_Task brief_
The answer must reproduce every record exactly, with all pictures omitted.
** Opening Data supplied block **
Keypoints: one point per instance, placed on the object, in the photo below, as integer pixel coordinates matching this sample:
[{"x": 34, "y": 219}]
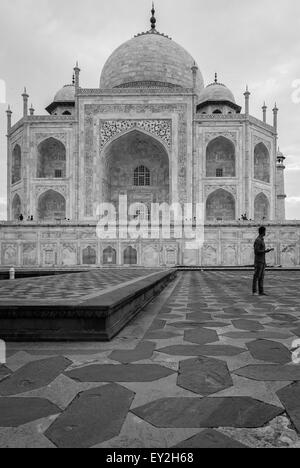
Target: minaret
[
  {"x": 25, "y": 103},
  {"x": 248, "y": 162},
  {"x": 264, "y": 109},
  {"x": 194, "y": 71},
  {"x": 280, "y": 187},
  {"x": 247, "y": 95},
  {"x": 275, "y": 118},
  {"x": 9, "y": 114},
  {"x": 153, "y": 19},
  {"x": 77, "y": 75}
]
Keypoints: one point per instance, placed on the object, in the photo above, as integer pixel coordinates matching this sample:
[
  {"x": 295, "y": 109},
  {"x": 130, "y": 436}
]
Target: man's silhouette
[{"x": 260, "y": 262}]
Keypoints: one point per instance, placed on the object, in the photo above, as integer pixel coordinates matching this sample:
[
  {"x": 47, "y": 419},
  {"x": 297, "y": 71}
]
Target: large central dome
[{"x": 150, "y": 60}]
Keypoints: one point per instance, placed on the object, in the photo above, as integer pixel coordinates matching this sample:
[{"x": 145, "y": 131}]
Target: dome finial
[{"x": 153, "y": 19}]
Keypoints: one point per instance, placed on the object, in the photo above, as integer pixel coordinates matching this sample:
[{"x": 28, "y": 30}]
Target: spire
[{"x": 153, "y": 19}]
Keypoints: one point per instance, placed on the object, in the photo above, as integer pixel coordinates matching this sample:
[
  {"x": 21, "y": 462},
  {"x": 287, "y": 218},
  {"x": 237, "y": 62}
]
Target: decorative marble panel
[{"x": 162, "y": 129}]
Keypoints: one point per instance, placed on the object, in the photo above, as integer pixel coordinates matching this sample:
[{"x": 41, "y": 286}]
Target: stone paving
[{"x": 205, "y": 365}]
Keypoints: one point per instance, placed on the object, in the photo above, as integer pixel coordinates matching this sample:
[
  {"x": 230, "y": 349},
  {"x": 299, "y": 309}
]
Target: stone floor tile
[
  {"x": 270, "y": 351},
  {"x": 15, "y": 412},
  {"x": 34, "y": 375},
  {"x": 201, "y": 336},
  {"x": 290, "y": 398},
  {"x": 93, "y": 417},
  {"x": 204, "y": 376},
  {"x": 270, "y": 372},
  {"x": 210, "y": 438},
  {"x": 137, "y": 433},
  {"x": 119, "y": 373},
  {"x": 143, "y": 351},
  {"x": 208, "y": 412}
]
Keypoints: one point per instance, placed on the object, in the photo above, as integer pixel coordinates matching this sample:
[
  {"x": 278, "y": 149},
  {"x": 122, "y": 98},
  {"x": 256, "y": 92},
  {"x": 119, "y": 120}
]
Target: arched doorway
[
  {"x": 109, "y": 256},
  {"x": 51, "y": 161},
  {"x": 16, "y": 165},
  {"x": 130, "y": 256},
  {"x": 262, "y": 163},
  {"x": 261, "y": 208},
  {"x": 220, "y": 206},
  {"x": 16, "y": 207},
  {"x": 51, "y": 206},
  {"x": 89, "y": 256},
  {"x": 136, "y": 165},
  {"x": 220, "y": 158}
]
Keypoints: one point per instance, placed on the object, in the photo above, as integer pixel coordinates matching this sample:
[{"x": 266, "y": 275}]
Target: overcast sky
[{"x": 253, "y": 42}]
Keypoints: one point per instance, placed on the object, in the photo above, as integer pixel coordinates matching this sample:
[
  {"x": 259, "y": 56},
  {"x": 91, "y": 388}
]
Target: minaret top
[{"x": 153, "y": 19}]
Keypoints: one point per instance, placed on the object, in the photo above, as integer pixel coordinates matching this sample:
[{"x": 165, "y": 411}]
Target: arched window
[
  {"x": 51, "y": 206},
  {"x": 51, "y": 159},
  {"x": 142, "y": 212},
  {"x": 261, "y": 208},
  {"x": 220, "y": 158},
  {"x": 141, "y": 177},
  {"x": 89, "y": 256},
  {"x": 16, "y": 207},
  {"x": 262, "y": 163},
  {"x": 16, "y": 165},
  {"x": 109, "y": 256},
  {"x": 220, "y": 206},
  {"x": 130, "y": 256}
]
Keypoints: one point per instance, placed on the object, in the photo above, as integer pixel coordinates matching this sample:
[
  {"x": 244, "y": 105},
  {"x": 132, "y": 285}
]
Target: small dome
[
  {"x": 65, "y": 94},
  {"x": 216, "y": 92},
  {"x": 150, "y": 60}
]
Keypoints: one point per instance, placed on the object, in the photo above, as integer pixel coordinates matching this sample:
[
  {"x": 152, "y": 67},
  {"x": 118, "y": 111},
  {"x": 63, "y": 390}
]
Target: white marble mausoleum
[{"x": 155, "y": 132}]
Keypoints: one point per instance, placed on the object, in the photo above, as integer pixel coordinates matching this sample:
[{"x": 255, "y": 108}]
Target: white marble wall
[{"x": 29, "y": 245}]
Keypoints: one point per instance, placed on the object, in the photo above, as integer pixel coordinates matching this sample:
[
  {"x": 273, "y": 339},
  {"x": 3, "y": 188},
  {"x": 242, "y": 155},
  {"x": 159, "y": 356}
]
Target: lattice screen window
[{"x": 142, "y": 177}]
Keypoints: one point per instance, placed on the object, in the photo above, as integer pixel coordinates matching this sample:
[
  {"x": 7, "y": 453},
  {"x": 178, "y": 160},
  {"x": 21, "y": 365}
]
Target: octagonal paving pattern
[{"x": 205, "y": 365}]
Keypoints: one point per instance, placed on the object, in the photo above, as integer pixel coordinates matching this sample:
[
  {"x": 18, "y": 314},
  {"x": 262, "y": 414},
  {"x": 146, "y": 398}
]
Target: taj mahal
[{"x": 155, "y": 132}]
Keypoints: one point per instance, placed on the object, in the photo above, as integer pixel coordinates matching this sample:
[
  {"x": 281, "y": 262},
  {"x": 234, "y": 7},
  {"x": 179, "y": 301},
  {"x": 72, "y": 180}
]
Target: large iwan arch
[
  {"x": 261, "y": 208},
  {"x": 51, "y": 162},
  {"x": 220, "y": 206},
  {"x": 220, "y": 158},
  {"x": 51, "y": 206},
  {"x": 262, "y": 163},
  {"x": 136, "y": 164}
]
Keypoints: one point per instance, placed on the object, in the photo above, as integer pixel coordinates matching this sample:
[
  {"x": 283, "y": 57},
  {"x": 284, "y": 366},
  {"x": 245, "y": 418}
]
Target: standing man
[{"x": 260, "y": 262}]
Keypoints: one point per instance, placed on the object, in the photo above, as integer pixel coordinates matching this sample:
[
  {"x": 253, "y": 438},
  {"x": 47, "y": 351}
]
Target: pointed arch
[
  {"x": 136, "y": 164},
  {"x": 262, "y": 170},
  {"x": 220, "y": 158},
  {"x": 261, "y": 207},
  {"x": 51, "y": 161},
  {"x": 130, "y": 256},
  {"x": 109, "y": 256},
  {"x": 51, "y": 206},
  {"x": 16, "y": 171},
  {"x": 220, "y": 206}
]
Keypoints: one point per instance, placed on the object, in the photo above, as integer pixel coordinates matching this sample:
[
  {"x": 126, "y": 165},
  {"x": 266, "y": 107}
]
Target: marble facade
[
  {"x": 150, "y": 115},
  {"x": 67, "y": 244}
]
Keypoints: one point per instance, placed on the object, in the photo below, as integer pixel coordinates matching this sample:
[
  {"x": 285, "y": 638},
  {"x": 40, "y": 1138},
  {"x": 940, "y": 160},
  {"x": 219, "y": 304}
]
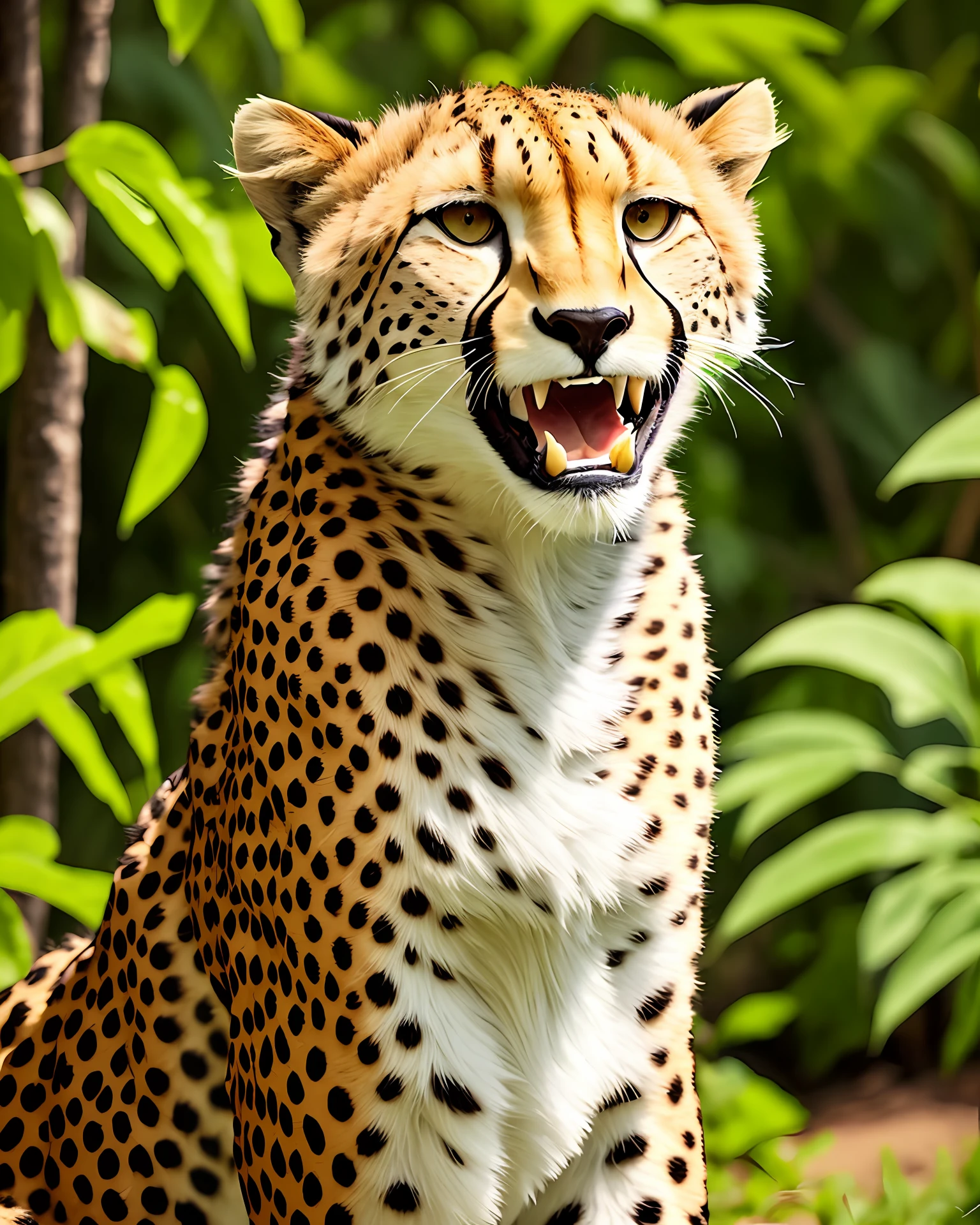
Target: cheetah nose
** Closing Data supplied block **
_Finished task_
Keypoints: one point per instance, placed on the object, in the photo below, as integer pixel coordinates matching this sample:
[{"x": 34, "y": 219}]
Target: minaret
[
  {"x": 25, "y": 103},
  {"x": 248, "y": 162},
  {"x": 264, "y": 109},
  {"x": 194, "y": 71},
  {"x": 280, "y": 187},
  {"x": 247, "y": 95},
  {"x": 275, "y": 118},
  {"x": 9, "y": 114},
  {"x": 153, "y": 19},
  {"x": 77, "y": 75}
]
Keypoints: one point per instance, placed on the object, in the photo above, as integer pixel coordinates matching this sample:
[
  {"x": 295, "y": 109},
  {"x": 130, "y": 436}
]
Target: man's silhouette
[{"x": 260, "y": 262}]
Keypoints: one point per instance, placed on the object, in the photo above, as integer pixel coordinates matching this sample:
[
  {"x": 47, "y": 419},
  {"x": 297, "y": 71}
]
Target: large central dome
[{"x": 150, "y": 60}]
Keypoints: one point per instance, placed on the object, in the photo above, as integer pixel coordinates matching this sample:
[{"x": 145, "y": 131}]
Target: dome finial
[{"x": 153, "y": 19}]
Keypoints: one point per instance, placed on the object, in the photo above, as integer pixel coordinates matching this sample:
[{"x": 28, "y": 30}]
Target: spire
[{"x": 153, "y": 19}]
Keypoints: one point per instance, placed on the object, in the photo above, as integer pixel coordinates matching this sample:
[
  {"x": 21, "y": 462},
  {"x": 287, "y": 218},
  {"x": 237, "y": 62}
]
Target: decorative marble panel
[{"x": 162, "y": 129}]
Keypoints: one point per instance, placed on the object, in the photo above, as integer pixel coordinates matching this sample:
[{"x": 41, "y": 286}]
Target: stone paving
[{"x": 205, "y": 365}]
Keypoints: one point per instance, placed on the object, in the photo above, as integer pixel coordinates matching this sample:
[
  {"x": 230, "y": 349},
  {"x": 299, "y": 309}
]
Target: stone floor tile
[
  {"x": 270, "y": 351},
  {"x": 15, "y": 412},
  {"x": 34, "y": 375},
  {"x": 201, "y": 336},
  {"x": 290, "y": 398},
  {"x": 93, "y": 417},
  {"x": 204, "y": 376},
  {"x": 270, "y": 372},
  {"x": 210, "y": 438},
  {"x": 137, "y": 433},
  {"x": 119, "y": 373},
  {"x": 143, "y": 351},
  {"x": 208, "y": 412}
]
Keypoints: one point per instance, placed on the object, in the photo above, as integer pixel coordinates matching this sample:
[
  {"x": 278, "y": 149},
  {"x": 122, "y": 98},
  {"x": 256, "y": 92},
  {"x": 119, "y": 120}
]
Target: arched doorway
[
  {"x": 109, "y": 256},
  {"x": 51, "y": 161},
  {"x": 16, "y": 165},
  {"x": 130, "y": 256},
  {"x": 262, "y": 163},
  {"x": 261, "y": 208},
  {"x": 220, "y": 206},
  {"x": 16, "y": 207},
  {"x": 51, "y": 206},
  {"x": 89, "y": 256},
  {"x": 136, "y": 165},
  {"x": 220, "y": 158}
]
Keypoints: one point per instance, placed on the object, in the photo above, as integer pixel coordinates matching this sample:
[{"x": 266, "y": 275}]
Target: overcast sky
[{"x": 253, "y": 42}]
Keypoints: one point per instance, placed on the object, in the photo above, as integer pixel coordinates matching this sample:
[
  {"x": 259, "y": 56},
  {"x": 91, "y": 388}
]
Target: minaret top
[{"x": 153, "y": 19}]
Keypoints: one point per instance, placed on the object, in the photo above, as integer pixel coordinates matching this sample:
[{"x": 165, "y": 411}]
Target: arched window
[
  {"x": 51, "y": 206},
  {"x": 51, "y": 159},
  {"x": 142, "y": 212},
  {"x": 261, "y": 208},
  {"x": 220, "y": 158},
  {"x": 141, "y": 177},
  {"x": 89, "y": 256},
  {"x": 16, "y": 207},
  {"x": 262, "y": 163},
  {"x": 16, "y": 165},
  {"x": 109, "y": 256},
  {"x": 220, "y": 206},
  {"x": 130, "y": 256}
]
Keypoints: one point per instance, placed on the object, in the photo above, as integer pixel coordinates matching this sample:
[
  {"x": 244, "y": 105},
  {"x": 132, "y": 285}
]
Target: small dome
[
  {"x": 65, "y": 94},
  {"x": 216, "y": 92},
  {"x": 150, "y": 60}
]
Keypoints: one point per instance, placed on the object, in the photo above, as integer pixel coordinates matching this sample:
[
  {"x": 152, "y": 67},
  {"x": 118, "y": 111},
  {"x": 63, "y": 390}
]
Target: white marble mausoleum
[{"x": 155, "y": 132}]
Keypoints: one point per instance, placed on the object, in the photo above, as integer pixel coordinates matching this sample:
[{"x": 255, "y": 108}]
Target: white marble wall
[{"x": 29, "y": 245}]
Keypoints: one point per instance, placed on the object, in the photo above, as integer pixel coordinates matching this sample:
[
  {"x": 273, "y": 339},
  {"x": 3, "y": 188},
  {"x": 242, "y": 155},
  {"x": 159, "y": 356}
]
Target: lattice screen window
[{"x": 142, "y": 177}]
Keypoints: one point per instance, placed on the object, in the photo above, as integer pixel coordinates matching this sample:
[
  {"x": 7, "y": 453},
  {"x": 178, "y": 160},
  {"x": 21, "y": 365}
]
Target: octagonal paving pattern
[{"x": 205, "y": 365}]
Keypoints: one point per instance, placed on the object, in the photo above, as integer pixel coordinates matching this sample:
[
  {"x": 18, "y": 314},
  {"x": 262, "y": 414},
  {"x": 146, "y": 398}
]
Target: taj mahal
[{"x": 155, "y": 132}]
Keypoints: one point per instance, placed on the object, in the photo above, as integer pixel coordinates matching this sample:
[
  {"x": 281, "y": 262},
  {"x": 234, "y": 7},
  {"x": 179, "y": 301},
  {"x": 72, "y": 180}
]
Target: large iwan arch
[
  {"x": 261, "y": 208},
  {"x": 51, "y": 162},
  {"x": 220, "y": 206},
  {"x": 220, "y": 158},
  {"x": 51, "y": 206},
  {"x": 262, "y": 163},
  {"x": 136, "y": 164}
]
Keypoints: one point per instance, placed on the object, in the photo above, as integer pixel coordinates matching this sample:
[
  {"x": 283, "y": 57},
  {"x": 284, "y": 366},
  {"x": 245, "y": 418}
]
Target: standing man
[{"x": 260, "y": 262}]
Keypoints: one point per instance, placed on the object, in the photo above, as integer pixel coordinates matching this sample:
[
  {"x": 253, "y": 438},
  {"x": 47, "y": 351}
]
Target: pointed arch
[
  {"x": 136, "y": 164},
  {"x": 262, "y": 170},
  {"x": 220, "y": 158},
  {"x": 261, "y": 207},
  {"x": 51, "y": 161},
  {"x": 130, "y": 256},
  {"x": 109, "y": 256},
  {"x": 51, "y": 206},
  {"x": 16, "y": 171},
  {"x": 220, "y": 206}
]
Keypoints: one point per instance, placed on the object, in the photo above, as integer pixel coordinates matching this sample:
[
  {"x": 126, "y": 165},
  {"x": 266, "y": 107}
]
Target: marble facade
[
  {"x": 150, "y": 115},
  {"x": 67, "y": 244}
]
Keypoints: one point per instance, placed on the object, in the photo below, as integer pixel coordinates matching this sample:
[
  {"x": 285, "y": 638},
  {"x": 40, "y": 1138},
  {"x": 940, "y": 160},
  {"x": 219, "y": 304}
]
Target: cheetah nose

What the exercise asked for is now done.